┌─ DOCUMENT TEXT

My fasta headers end in either "C" or "+". I'd like to reverse complement the ones that end in "C". Here's a little subset:
>chr1:86214203-86220231+
CTGGTGGTACAGCTACATTGTACCATAAAACTTATTCATATTAAAACTTA
TTTATATGTACCTCAAAAGATTAAACTGGGAGATAAGGTGTGGCATTTTT
>chr1:84518073-84524089C
caccttagagataatgaagtatattcagaatgtagaacattctataagac
aactgacccaatatcttttaaaaagtcaatgccatgttaaaaataaaaag
I know there are lots of ways to reverse complement out there, like:
echo ACCTTGAAA | tr ACGTacgt TGCAtgca | rev
and
seqtk seq -r in.fa > out.fa
But I'm not sure how to do this for only those sequences that have a C at the end of the header. I think awk or sed is probably the ticket, but I'm at a loss as to how to actually code it. I can get the sequence headers with awk, like:
awk '/^>/ { print $0 }'
>chr1:84518073-84524089C
>chr1:86214203-86220231+
But if someone could help me figure out how to turn that awk statement into one that asks "if the last character in the header has a C, do this!" that would be great!
Edited to add:
I was so tired when I made this post, I apologize for not including my desired output. Here is what I'd like to output to look like, using my little example:
>chr1:86214203-86220231+
CTGGTGGTACAGCTACATTGTACCATAAAACTTATTCATATTAAAACTTA
TTTATATGTACCTCAAAAGATTAAACTGGGAGATAAGGTGTGGCATTTTT
>chr1:84518073-84524089C
ctttttatttttaacatggcattgactttttaaaagatattgggtcagtt
gtcttatagaatgttctacattctgaatatacttcattatctctaaggtg
You can see the sequence that ends in + is unchanged, but the sequence with a header that ends in C is reverse complemented.
Thanks!
An earlier answer (by Ed Morton) uses a self-contained awk procedure to selectively reverse-complement sequences following a comment line ending with "C". Although I think that to be the best approach, I will offer an alternative approach that might have wider applicability.
The procedure here uses awk's system() function to send data extracted from the fasta file in awk to the shell where the sequence can be processed by any of the many shell applications existing for sequence manipulation.
I have defined an awk user function to pass the isolated sequence from awk to the shell. It can be called from any part of the awk procedure:
function processSeq(s)

└─

THE TASKS ▸
(1) According to the fasta thread, which awk function does the alternative approach use to send extracted data to the shell?
(2) Rewrite the fasta thread between "I have defined" and "function processSeq(s)", inclusive, changing "shell" to "command line".
(3) Do these statements agree with the fasta thread? Answer yes or no for each and quote the deciding words. (a) In the desired output, the sequence whose header ends in + is left unchanged. (b) The earlier answer by Ed Morton relies on the shell to reverse-complement the sequences. (c) The first version of the post showed the desired output.

┌─ EXTRACTED INFORMATION

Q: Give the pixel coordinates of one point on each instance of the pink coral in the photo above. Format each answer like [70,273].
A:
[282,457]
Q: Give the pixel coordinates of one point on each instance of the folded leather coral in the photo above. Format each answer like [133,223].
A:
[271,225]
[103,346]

└─

THE REPLIES ▸
(1) The system() function.

(2)
I have defined an awk user function to pass the isolated sequence from awk to the command line. It can be called from any part of the awk procedure:
function processSeq(s)

(3)
(a) Yes: "You can see the sequence that ends in + is unchanged"
(b) No: "uses a self-contained awk procedure to selectively reverse-complement sequences"
(c) No: "I apologize for not including my desired output"